A team of researchers from University of Arkansas has developed a cost-effective method to study the effects of chemicals on DNA,which will create opportunities for to improve the life-saving treatments in near future.
Jack Freeland, an honors physics student in his junior year, worked with Yong Wang, assistant professor of physics, and Prabhat Khadaka, a post doctoral fellow, to create bent strands of DNA using a technique developed by Wang and colleagues at the University of California Los Angeles, where Wang was a doctoral student.
The bending DNA strand is helpful in amplifying the effects of chemical interactions so that the observations are more precise.Their method could be used to observe interactions of DNA with metal ions using gel electrophoresis, a routine technique available in most chemistry and biochemistry labs.
Compared to other DNA interaction methods,which are much expensive or less sensitive, in this method The researchers created their amplifiers from two single strands of synthesized DNA, one with 45 bases and one with 30, so one is longer than the other. The bases of the two strands pair up so the ends of the longer strand bend toward the middle of the shorter strand to form a circular construction.
####################
TASKS TO COMPLETE —
a: In the DNA passage, how many bases does each of the two synthesized strands have?
b: Print the part of the DNA passage starting with "Jack Freeland, an" and going on through "a doctoral student.".
The data after this point is separate from the DNA passage.
####################
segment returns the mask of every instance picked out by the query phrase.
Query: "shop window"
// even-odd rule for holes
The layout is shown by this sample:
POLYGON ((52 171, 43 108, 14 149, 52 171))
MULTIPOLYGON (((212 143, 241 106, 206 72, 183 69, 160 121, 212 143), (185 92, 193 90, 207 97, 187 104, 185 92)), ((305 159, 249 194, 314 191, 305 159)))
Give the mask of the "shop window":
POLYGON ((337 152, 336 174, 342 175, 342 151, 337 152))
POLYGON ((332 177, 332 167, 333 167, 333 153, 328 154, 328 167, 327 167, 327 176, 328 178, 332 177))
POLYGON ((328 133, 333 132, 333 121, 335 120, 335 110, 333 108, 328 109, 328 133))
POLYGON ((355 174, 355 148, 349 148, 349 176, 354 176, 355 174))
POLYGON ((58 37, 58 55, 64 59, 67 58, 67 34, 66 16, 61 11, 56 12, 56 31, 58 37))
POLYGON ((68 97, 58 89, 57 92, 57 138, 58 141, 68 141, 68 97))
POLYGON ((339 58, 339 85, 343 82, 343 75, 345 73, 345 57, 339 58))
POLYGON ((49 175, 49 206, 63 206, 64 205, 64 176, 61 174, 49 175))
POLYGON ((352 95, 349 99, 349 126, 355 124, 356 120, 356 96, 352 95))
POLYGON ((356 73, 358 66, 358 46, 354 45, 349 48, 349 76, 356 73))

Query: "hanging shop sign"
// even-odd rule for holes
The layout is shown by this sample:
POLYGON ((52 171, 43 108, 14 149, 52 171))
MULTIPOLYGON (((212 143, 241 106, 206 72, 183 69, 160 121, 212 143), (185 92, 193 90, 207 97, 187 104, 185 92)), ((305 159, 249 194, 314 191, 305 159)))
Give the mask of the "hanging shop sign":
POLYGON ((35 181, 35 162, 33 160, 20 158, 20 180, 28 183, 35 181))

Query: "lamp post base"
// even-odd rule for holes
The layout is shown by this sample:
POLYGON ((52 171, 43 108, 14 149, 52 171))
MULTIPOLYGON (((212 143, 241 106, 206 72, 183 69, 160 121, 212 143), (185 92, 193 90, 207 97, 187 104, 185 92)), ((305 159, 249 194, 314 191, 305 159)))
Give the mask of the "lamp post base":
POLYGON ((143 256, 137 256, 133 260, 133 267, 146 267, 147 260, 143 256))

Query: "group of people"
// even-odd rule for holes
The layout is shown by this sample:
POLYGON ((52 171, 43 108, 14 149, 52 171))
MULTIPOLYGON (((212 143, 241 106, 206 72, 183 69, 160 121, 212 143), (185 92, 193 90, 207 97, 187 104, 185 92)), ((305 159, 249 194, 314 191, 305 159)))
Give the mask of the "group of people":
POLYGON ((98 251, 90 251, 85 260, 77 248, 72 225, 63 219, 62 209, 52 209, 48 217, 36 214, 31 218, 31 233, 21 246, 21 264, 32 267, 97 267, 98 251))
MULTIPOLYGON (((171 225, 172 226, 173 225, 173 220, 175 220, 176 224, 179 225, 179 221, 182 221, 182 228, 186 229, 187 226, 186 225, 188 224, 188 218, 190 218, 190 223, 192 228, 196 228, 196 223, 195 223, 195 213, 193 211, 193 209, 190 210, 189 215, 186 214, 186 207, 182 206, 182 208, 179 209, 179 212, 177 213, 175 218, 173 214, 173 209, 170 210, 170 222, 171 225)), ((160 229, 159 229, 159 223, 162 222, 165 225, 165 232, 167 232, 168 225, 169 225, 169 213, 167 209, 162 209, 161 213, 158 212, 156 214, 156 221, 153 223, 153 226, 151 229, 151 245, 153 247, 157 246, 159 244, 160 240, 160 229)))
####################
RESPONSES BY TASK —
a: One strand has 45 bases and the other has 30.

b:
Jack Freeland, an honors physics student in his junior year, worked with Yong Wang, assistant professor of physics, and Prabhat Khadaka, a post doctoral fellow, to create bent strands of DNA using a technique developed by Wang and colleagues at the University of California Los Angeles, where Wang was a doctoral student.